> _Exercise_
Render the lines of the items below as a Markdown table with the columns Row and Line, from the line containing "If you could mark the skylight" up to and including the last line of the items, leaving out blank lines.

▬▬▬▬▬▬▬▬▬▬

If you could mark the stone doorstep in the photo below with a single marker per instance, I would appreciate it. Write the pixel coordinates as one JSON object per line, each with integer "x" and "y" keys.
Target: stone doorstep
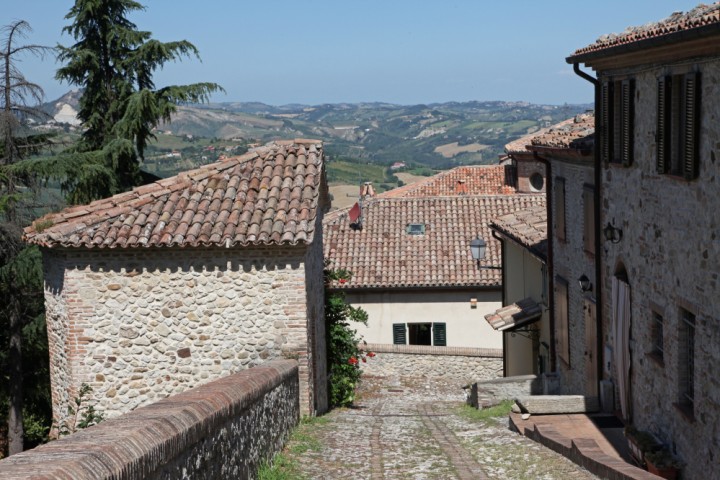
{"x": 582, "y": 451}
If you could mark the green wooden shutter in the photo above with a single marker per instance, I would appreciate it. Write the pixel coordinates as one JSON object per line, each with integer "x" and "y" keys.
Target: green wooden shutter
{"x": 628, "y": 121}
{"x": 606, "y": 116}
{"x": 662, "y": 160}
{"x": 439, "y": 336}
{"x": 399, "y": 335}
{"x": 691, "y": 129}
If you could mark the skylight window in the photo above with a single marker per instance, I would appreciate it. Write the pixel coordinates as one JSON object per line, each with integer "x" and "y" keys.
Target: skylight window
{"x": 415, "y": 229}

▬▬▬▬▬▬▬▬▬▬

> _Exercise response_
| Row | Line |
|---|---|
| 1 | If you could mark the skylight window in the photo above with a single marker per instance, I would appreciate it. Write the pixel coordinates as one JSON object per line, each with integer "x" and "y" keys. |
| 2 | Target: skylight window |
| 3 | {"x": 415, "y": 229} |